◆ What you will do
Rewrite all of the data below, swapping "capture" for "image" and changing nothing else. Omit the pictures from your answer.

[Entries taken from a collection]
>> start
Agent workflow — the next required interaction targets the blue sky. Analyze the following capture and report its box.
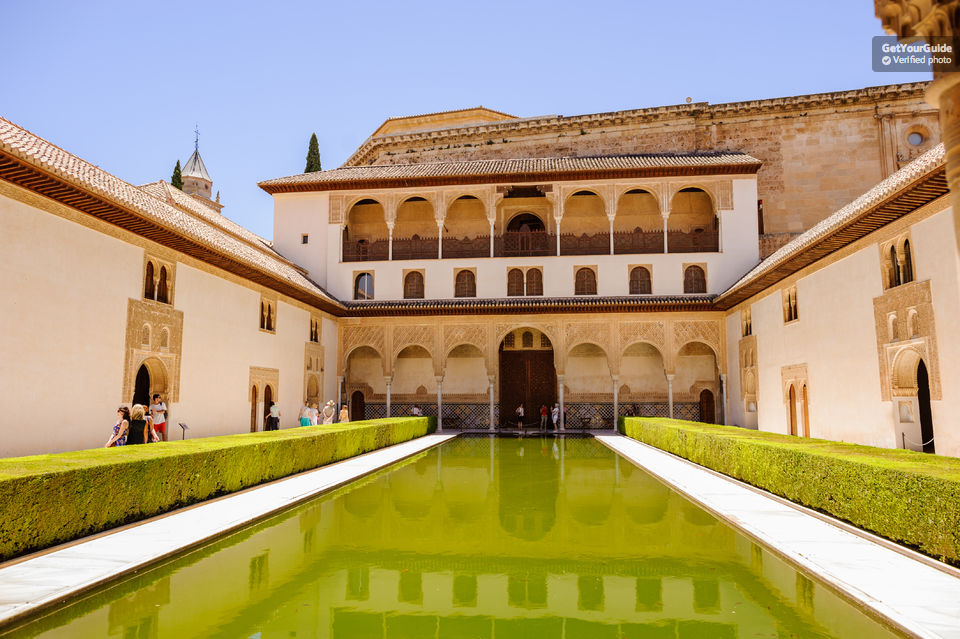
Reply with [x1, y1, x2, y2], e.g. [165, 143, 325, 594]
[0, 0, 930, 238]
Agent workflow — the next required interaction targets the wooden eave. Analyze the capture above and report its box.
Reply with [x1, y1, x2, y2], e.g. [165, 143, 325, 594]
[714, 166, 949, 311]
[258, 162, 760, 194]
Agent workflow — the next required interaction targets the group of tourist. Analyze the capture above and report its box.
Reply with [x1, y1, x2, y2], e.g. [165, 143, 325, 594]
[104, 393, 167, 448]
[300, 399, 350, 426]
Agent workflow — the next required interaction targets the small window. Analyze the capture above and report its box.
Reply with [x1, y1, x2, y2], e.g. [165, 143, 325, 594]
[403, 271, 423, 300]
[573, 268, 597, 295]
[683, 266, 707, 293]
[453, 270, 477, 297]
[527, 268, 543, 295]
[353, 273, 373, 300]
[507, 268, 523, 297]
[630, 266, 653, 295]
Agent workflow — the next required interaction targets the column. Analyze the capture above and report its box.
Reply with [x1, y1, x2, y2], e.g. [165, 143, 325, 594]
[720, 373, 727, 425]
[557, 375, 567, 430]
[383, 377, 393, 417]
[612, 375, 620, 430]
[487, 375, 496, 430]
[667, 375, 674, 419]
[437, 377, 443, 433]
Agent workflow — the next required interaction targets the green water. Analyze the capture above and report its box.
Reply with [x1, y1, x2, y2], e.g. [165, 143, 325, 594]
[4, 437, 898, 639]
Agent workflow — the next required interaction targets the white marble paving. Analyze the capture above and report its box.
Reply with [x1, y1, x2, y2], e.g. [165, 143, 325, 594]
[597, 435, 960, 639]
[0, 433, 455, 627]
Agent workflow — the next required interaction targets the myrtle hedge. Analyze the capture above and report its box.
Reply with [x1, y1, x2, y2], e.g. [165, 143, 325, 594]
[619, 417, 960, 565]
[0, 417, 436, 560]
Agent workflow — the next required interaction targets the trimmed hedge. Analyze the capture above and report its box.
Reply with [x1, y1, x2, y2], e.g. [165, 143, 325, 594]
>> end
◆ Task solution
Agent workflow — the next required interaction targets the blue sky. Analyze the following image and report its box.
Reply with [x1, y1, x2, y2], e.g. [165, 143, 325, 594]
[0, 0, 930, 238]
Agent workflow — the next required interaction targets the wooden eave. Analyze the image above and report its box.
Reply with [x1, y1, x2, y2], e.g. [165, 143, 325, 594]
[714, 166, 949, 311]
[258, 162, 760, 194]
Agent workflow — the next required interaction targets the group of tourist. Analyze the image above and report its box.
Reply with [x1, y1, x2, y2], e.g. [165, 143, 325, 594]
[104, 393, 167, 448]
[300, 399, 350, 426]
Agent workflow — the next required interaction targets the small window. Analyze the image above and report its box.
Reply with [x1, y1, x2, y2], e.g. [165, 143, 325, 594]
[403, 271, 423, 300]
[573, 268, 597, 295]
[683, 266, 707, 293]
[453, 270, 477, 297]
[527, 268, 543, 295]
[353, 273, 373, 300]
[507, 268, 523, 297]
[630, 266, 653, 295]
Agent workflow — the next required interaction targets the column. Analyze the image above and report its box.
Reply with [x1, y1, x2, y2], e.g. [165, 143, 325, 594]
[720, 373, 727, 425]
[557, 375, 567, 430]
[383, 377, 393, 417]
[612, 375, 620, 430]
[487, 375, 496, 430]
[667, 375, 674, 419]
[437, 377, 443, 433]
Agent workflow — the next required interaction targets the green water. Analyze the image above and report its box.
Reply with [x1, y1, x2, y2], e.g. [165, 143, 325, 594]
[4, 437, 898, 639]
Agent workflow — the next required interaction targets the white marble paving. Analyze the image above and report its box.
Reply with [x1, y1, x2, y2], e.g. [165, 143, 325, 594]
[597, 435, 960, 639]
[0, 433, 455, 627]
Agent workflow — the next required interaction targets the myrtle hedge. Analyze the image above and report its box.
Reply with [x1, y1, x2, y2], e.g. [165, 143, 325, 594]
[619, 417, 960, 565]
[0, 417, 436, 560]
Agent workflow — the next required interaction targets the trimmed hedge. Analyze the image above and report its box.
Reply with [x1, y1, x2, y2], e.g. [165, 143, 325, 594]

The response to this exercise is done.